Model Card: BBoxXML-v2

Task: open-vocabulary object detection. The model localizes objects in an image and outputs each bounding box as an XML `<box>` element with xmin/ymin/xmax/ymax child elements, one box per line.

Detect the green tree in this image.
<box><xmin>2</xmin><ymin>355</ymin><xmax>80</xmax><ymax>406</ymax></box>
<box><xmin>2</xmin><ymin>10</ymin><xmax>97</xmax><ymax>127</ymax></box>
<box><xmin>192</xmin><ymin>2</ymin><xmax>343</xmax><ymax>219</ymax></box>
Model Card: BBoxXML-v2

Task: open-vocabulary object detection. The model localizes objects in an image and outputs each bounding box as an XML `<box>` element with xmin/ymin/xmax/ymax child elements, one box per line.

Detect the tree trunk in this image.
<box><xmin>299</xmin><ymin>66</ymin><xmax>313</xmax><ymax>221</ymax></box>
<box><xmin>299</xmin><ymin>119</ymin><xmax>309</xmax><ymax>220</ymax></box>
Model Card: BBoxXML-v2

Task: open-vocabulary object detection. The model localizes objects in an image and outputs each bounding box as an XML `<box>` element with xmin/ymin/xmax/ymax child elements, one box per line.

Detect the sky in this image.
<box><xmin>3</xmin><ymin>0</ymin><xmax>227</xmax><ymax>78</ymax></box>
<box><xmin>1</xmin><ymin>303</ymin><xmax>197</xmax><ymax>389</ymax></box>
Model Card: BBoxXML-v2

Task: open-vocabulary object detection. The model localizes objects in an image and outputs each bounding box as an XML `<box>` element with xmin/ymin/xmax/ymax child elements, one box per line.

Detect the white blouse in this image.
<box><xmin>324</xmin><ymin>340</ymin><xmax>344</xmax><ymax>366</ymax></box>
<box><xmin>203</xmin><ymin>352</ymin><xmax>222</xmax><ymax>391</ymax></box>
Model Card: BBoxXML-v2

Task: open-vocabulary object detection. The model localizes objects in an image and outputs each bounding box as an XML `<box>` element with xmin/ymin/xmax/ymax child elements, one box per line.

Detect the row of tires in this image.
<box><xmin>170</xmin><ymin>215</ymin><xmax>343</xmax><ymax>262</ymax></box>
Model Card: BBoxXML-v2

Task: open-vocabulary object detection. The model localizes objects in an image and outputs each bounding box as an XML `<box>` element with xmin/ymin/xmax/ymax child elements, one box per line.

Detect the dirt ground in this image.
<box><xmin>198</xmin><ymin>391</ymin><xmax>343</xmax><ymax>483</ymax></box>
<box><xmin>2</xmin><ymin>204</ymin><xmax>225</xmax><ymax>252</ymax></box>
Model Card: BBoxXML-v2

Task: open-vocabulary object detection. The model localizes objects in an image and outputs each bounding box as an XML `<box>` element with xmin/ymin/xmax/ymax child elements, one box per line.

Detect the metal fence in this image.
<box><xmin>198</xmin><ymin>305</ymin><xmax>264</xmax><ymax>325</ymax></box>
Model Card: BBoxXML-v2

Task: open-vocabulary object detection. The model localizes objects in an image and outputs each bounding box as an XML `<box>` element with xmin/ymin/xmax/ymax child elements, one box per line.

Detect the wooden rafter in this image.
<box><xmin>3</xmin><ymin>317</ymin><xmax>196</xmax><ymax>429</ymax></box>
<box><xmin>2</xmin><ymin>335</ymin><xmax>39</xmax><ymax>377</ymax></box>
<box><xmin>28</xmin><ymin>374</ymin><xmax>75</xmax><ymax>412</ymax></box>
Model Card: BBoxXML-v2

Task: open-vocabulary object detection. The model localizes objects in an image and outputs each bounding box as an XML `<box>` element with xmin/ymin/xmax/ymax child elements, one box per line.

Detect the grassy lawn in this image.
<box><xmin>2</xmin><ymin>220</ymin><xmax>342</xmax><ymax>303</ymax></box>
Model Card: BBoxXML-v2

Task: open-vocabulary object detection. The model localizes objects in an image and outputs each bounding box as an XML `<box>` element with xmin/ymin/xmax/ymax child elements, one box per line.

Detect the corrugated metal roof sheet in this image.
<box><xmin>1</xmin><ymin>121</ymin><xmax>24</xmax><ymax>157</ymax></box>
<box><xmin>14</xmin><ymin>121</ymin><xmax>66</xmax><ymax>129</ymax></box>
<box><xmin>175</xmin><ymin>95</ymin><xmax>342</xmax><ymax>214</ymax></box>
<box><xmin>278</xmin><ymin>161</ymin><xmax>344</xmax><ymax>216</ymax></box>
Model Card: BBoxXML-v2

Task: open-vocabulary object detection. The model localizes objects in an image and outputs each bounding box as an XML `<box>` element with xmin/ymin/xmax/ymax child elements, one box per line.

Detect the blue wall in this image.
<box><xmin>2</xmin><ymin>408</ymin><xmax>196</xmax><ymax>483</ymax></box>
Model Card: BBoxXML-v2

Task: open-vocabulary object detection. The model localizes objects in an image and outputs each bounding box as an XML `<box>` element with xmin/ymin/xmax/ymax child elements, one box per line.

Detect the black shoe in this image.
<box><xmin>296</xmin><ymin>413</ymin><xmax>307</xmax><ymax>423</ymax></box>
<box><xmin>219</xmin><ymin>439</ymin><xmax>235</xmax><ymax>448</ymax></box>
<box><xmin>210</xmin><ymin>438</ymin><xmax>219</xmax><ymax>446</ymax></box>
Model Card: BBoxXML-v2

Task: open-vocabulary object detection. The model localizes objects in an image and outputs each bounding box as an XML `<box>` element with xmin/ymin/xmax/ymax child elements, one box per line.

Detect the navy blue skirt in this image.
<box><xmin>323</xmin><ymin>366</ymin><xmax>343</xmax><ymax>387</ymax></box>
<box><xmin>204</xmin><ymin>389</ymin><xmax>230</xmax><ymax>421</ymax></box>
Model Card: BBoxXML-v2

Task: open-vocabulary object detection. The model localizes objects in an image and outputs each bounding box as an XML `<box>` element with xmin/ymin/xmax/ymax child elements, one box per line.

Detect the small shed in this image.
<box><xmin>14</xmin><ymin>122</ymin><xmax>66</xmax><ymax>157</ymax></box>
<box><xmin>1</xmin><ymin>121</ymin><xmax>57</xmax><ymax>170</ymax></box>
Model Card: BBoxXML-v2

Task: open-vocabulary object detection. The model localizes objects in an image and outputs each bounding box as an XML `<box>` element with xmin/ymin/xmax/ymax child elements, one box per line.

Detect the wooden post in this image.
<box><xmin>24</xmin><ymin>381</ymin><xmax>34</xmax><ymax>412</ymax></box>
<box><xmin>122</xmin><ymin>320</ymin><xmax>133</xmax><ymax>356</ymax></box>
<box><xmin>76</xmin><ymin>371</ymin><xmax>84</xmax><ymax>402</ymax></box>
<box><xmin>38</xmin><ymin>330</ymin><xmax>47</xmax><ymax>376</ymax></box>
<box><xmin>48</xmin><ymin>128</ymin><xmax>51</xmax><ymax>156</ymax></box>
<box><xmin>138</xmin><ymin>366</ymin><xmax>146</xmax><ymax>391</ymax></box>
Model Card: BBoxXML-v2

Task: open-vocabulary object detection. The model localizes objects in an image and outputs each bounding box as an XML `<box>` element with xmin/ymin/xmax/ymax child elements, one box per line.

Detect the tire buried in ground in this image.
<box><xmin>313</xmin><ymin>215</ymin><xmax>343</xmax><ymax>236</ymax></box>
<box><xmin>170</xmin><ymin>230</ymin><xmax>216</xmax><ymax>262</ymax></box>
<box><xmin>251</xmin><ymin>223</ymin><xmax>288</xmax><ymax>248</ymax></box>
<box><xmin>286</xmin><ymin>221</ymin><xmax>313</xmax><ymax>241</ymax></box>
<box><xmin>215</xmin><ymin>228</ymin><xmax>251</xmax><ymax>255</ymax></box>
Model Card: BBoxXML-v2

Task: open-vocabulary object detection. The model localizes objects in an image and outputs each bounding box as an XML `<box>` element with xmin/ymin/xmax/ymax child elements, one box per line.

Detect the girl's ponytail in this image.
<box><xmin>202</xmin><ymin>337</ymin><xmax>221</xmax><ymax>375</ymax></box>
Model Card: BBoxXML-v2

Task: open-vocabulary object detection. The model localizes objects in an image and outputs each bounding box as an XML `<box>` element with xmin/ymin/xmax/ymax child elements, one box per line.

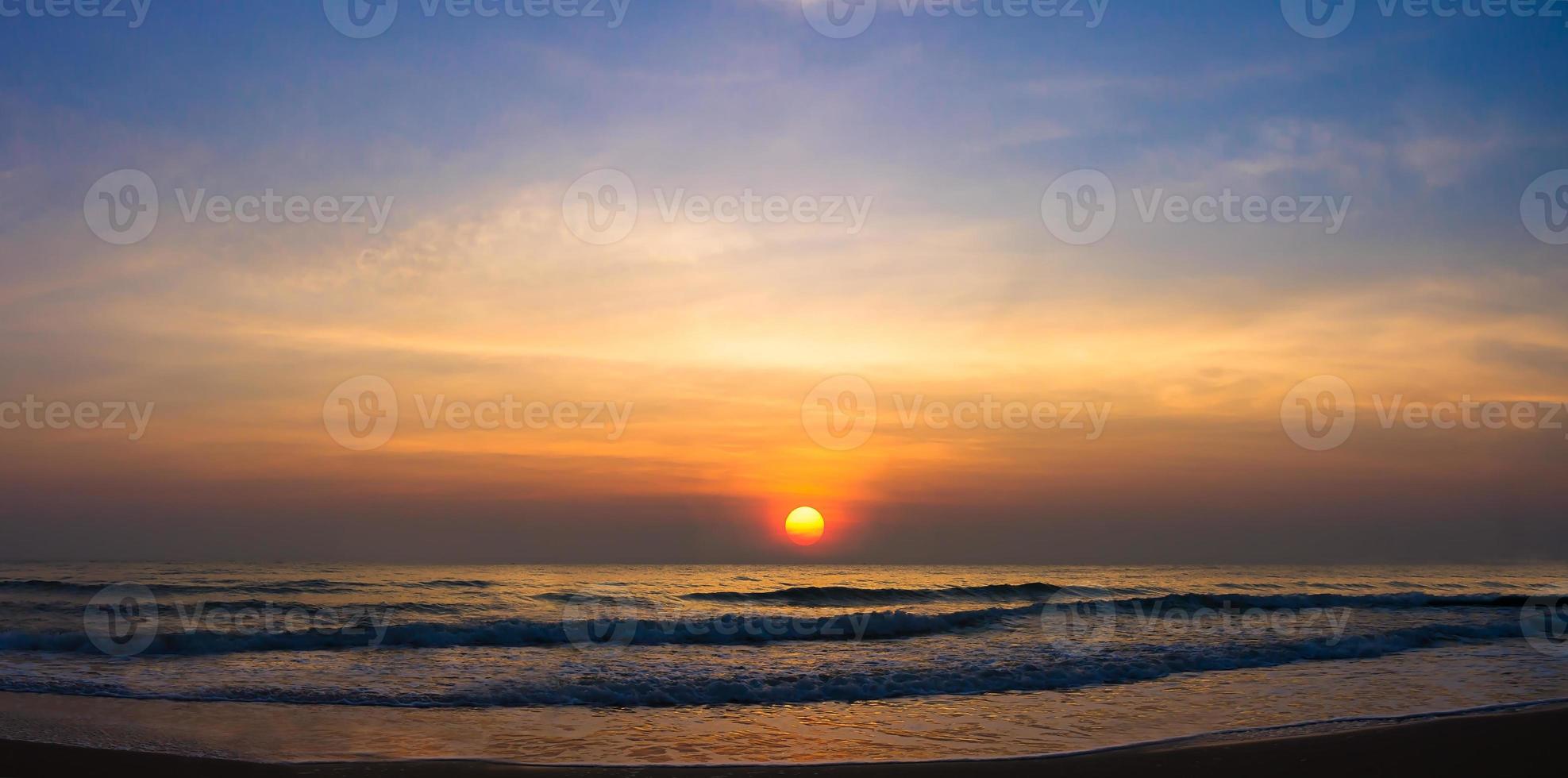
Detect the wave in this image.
<box><xmin>0</xmin><ymin>609</ymin><xmax>1005</xmax><ymax>656</ymax></box>
<box><xmin>680</xmin><ymin>582</ymin><xmax>1061</xmax><ymax>606</ymax></box>
<box><xmin>0</xmin><ymin>590</ymin><xmax>1529</xmax><ymax>656</ymax></box>
<box><xmin>0</xmin><ymin>621</ymin><xmax>1524</xmax><ymax>707</ymax></box>
<box><xmin>0</xmin><ymin>579</ymin><xmax>499</xmax><ymax>596</ymax></box>
<box><xmin>682</xmin><ymin>582</ymin><xmax>1531</xmax><ymax>610</ymax></box>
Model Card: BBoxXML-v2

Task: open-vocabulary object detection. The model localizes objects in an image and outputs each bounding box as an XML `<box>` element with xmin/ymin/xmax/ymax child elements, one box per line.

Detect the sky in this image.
<box><xmin>0</xmin><ymin>0</ymin><xmax>1568</xmax><ymax>563</ymax></box>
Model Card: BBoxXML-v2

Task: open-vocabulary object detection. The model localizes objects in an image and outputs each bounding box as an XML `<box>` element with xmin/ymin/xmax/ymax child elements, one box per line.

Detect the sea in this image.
<box><xmin>0</xmin><ymin>563</ymin><xmax>1568</xmax><ymax>765</ymax></box>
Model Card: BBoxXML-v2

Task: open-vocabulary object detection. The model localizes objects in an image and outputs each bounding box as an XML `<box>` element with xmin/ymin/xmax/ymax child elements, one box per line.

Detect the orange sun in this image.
<box><xmin>784</xmin><ymin>505</ymin><xmax>822</xmax><ymax>546</ymax></box>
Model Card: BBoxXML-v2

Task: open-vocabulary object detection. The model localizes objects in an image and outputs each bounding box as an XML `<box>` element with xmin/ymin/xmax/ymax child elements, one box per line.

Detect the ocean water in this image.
<box><xmin>0</xmin><ymin>563</ymin><xmax>1568</xmax><ymax>764</ymax></box>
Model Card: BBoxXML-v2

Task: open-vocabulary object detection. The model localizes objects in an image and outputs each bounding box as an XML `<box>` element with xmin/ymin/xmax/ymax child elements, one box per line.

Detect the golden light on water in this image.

━━━━

**What the task requires**.
Copy the entries from the very first line through the line containing "Detect the green tree in this image.", swapping "green tree" for "pine tree" and leaving everything else unchanged.

**Answer to this task**.
Model Card: BBoxXML-v2

Task: open-vocabulary object detection. The model localizes objects in an image and outputs each bounding box as an XML `<box>` element with xmin/ymin/xmax/ymax child elements, one box per line.

Detect the pine tree in this image.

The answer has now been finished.